Given instruction:
Turn all of the material below into a numbered list with one entry per line, omitting any blank lines. Leave the pictures out of your answer.

┌────────

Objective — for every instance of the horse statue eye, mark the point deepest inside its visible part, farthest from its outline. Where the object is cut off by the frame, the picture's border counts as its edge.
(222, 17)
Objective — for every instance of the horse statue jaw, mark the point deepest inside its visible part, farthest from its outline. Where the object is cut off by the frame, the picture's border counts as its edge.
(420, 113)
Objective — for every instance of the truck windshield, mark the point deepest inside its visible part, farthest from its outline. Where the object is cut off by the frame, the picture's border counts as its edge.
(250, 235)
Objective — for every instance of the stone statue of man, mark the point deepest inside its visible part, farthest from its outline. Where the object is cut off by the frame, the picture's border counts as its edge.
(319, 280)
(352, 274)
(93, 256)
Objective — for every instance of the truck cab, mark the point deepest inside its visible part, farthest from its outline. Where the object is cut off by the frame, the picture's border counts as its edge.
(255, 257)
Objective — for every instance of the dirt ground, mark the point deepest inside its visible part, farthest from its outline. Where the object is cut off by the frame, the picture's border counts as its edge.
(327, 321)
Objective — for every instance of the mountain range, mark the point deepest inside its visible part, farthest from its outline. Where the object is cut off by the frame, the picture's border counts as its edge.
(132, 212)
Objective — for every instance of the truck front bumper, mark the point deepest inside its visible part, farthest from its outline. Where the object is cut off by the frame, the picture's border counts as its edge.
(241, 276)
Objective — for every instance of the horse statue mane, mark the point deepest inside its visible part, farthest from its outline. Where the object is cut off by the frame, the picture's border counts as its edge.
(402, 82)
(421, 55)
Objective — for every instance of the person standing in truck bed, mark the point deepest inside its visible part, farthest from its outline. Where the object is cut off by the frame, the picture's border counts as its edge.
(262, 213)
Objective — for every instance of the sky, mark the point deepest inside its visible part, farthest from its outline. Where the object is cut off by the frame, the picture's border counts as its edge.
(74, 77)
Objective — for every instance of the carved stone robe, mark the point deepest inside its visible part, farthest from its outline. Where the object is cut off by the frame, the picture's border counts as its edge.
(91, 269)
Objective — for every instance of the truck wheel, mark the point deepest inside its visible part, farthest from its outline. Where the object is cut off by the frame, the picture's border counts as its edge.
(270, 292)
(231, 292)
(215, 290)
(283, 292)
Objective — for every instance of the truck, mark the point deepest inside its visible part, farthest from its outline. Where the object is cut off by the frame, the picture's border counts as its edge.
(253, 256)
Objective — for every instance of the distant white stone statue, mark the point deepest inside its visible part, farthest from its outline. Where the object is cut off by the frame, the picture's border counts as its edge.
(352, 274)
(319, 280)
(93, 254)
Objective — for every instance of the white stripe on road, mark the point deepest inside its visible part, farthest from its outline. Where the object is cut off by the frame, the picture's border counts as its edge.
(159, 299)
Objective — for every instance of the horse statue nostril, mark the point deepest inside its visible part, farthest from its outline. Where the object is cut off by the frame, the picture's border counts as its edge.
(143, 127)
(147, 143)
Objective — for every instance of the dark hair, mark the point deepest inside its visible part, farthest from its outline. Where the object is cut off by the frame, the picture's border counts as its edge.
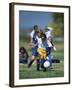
(43, 35)
(35, 26)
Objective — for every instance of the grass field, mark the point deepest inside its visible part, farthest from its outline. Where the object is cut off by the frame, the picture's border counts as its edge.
(58, 68)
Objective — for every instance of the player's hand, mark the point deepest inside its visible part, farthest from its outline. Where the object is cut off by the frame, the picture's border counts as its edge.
(54, 48)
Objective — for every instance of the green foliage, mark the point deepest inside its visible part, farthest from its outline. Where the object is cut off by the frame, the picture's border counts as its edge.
(58, 18)
(57, 32)
(58, 24)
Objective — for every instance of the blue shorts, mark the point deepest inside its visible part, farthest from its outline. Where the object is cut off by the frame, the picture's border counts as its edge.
(34, 51)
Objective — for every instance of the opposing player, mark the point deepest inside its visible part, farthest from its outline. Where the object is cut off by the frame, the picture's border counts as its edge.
(34, 45)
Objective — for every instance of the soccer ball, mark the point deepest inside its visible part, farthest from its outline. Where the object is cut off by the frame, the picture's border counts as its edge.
(46, 64)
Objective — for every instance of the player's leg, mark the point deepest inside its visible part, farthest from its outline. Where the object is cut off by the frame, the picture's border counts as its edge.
(38, 64)
(30, 63)
(32, 58)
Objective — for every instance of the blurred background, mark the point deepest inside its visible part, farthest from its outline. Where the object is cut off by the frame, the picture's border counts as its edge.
(27, 19)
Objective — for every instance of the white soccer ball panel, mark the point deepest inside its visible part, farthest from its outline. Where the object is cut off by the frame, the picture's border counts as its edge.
(46, 64)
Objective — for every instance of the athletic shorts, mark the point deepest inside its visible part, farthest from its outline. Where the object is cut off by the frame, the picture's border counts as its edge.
(42, 53)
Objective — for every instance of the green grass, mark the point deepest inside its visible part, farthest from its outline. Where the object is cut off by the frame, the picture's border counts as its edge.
(26, 73)
(58, 68)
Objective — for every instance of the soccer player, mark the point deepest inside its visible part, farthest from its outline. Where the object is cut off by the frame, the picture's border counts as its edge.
(48, 33)
(34, 46)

└────────

Full answer:
1. Objective — for every instance of the horse statue eye, mark the point deepest inside its visible part, farthest from its outline. Where the object is cut off by the frame, the picture's border counts as its edge.
2. (222, 17)
3. Objective — for every instance of the horse statue jaw, mark the point deepest inside its visible part, farthest from its outline. Where the object is cut off by the frame, the picture's border counts as its edge.
4. (420, 113)
5. Objective — for every instance of the truck windshield, mark the point deepest inside its visible part, farthest from its outline. Where the object is cut off by the frame, the picture's border counts as its edge.
6. (250, 235)
7. Objective — for every instance of the stone statue of man, mark the point deepest inside its visible part, farthest from its outline. Where the object is cut off by the frame, the picture's border counts as its edge.
8. (319, 280)
9. (352, 274)
10. (93, 256)
11. Objective — for every instance of the truck cab, mark the point deepest inside its visible part, farthest from its outline. Where the object is cut off by the frame, the picture's border counts as its edge.
12. (255, 257)
13. Objective — for every instance of the dirt ground, mark the point deepest inside its visible part, farthest from its outline. Where the object is cut off by the frame, the picture's border counts as its edge.
14. (327, 321)
15. Objective — for every instance of the mountain range, mark the point deepest inside its visible part, farthest from its outline. Where the object is cut off by the frame, the picture's border counts as its edge.
16. (132, 212)
17. Objective — for every instance of the truck front bumper, mark the point deepest inside its visible part, farthest from its outline. Where the object is cut off by the frame, the picture's border counts as its edge.
18. (241, 276)
19. Objective — for every instance of the horse statue mane, mark the point deepest inside its visible part, farthest from its outline. Where the object is cut off by the frame, the picture's border counts as its edge.
20. (402, 82)
21. (421, 55)
22. Objective — for every instance of the person standing in truck bed, mark the point deepest inside its visible part, farthest from its outline. Where the object is cut off by the frame, the picture's border counts as its edge.
23. (262, 213)
24. Objective — for every instance of the sky, mark the point deepest inside its visible part, farthest from its outline. Where the object is cut off by the frame, the picture's border counts as its edge.
25. (74, 77)
26. Objective — for every instance of the carved stone robe, mark the point deepest inside its visible part, farthest from its outline. Where the object is cut off by the frame, the picture's border counts as its edge.
27. (91, 269)
28. Objective — for every instance of the truck wheel, mark the point deepest inside its visible part, farthest from its outline. Where the object is cut off by the frame, the picture's border counts as its edge.
29. (270, 292)
30. (231, 292)
31. (215, 290)
32. (283, 292)
33. Objective — for every instance of the truck, mark the point deepest inside its visible part, farthest from its outline. Where the object is cut off by the frame, the picture's border counts as its edge.
34. (253, 256)
35. Objective — for every instance of the distant white stone statue, mark the point deepest inside its visible part, farthest from its outline. Where the object is cut off by the frame, the picture's border counts as its edge.
36. (352, 274)
37. (319, 280)
38. (93, 254)
39. Objective — for every instance of the white stripe on road, mark the point deepest inside its visible part, farthest from its outline. Where the object is cut off by the frame, the picture's border counts as its edge.
40. (159, 299)
41. Objective — for every instance of the horse statue nostril, mark the point deepest inside its visible part, farthest from its outline. Where the object is cut off by the frame, the picture's border counts as its edge.
42. (143, 127)
43. (147, 143)
44. Objective — for every instance of the dark hair, mark the point deepest inside its visible part, farthest from its outline. Where the object is cut off by the frame, the picture's border counts as its edge.
45. (43, 35)
46. (35, 26)
47. Objective — for every instance of the grass field, mark the point deepest inside its visible part, farthest from its outline. Where the object is cut off by the frame, the picture's border counts as its edge.
48. (58, 68)
49. Objective — for every instance of the player's hand, mark the point deepest inside its visible part, farthest from its outline. Where the object is cut off by the frame, the picture's border counts as its edge.
50. (54, 48)
51. Objective — for every instance of the green foliage, mark the point deepest inside its visible part, farthest from its outline. Where the object is cut off by the frame, the picture's border counts as its edge.
52. (58, 18)
53. (57, 32)
54. (58, 24)
55. Objective — for every instance of the blue shorts, mark the point deepest inside its visible part, farthest from its outline. Where the object is cut off by the frame, the picture's border counts as its edge.
56. (34, 51)
57. Objective — for every instance of the opposing player, mark the point deepest inside its visible part, farthest from its outline. Where the object is cut off by the frame, the picture's border counts as its edge.
58. (34, 45)
59. Objective — for every instance of the soccer ball, mark the point deepest inside its visible part, farthest from its outline. Where the object is cut off by the frame, the picture's border counts as its edge.
60. (46, 64)
61. Objective — for every instance of the player's leg, mark the point deepest inside its visible part, farthest from its outline. Where the object is cut off by the frame, the picture's border counts as its edge.
62. (38, 64)
63. (30, 63)
64. (32, 58)
65. Objective — for every instance of the blurred background, mark the point deepest inside its visible part, farthest from its outline. Where the object is cut off by the frame, the picture's border counts as its edge.
66. (27, 19)
67. Objective — for every instance of the white soccer ball panel, mark the point deepest inside its visible part, farthest from its outline. Where the object is cut off by the frame, the picture's border counts as its edge.
68. (46, 64)
69. Objective — for every instance of the athletic shorts, mark the point deepest inside its visible part, farthest from its outline. Where the object is cut off by the frame, the picture's border counts as its edge.
70. (42, 53)
71. Objective — for every instance of the green grass, mark the point deepest inside its visible part, farthest from its outline. Where the object is cut off by the frame, the picture's border counts as its edge.
72. (26, 73)
73. (58, 68)
74. Objective — for every instance of the soccer player, mark the point deepest inside its visible part, farthest from its outline. Where the object is cut off by the frame, the picture's border counts as its edge.
75. (48, 33)
76. (34, 46)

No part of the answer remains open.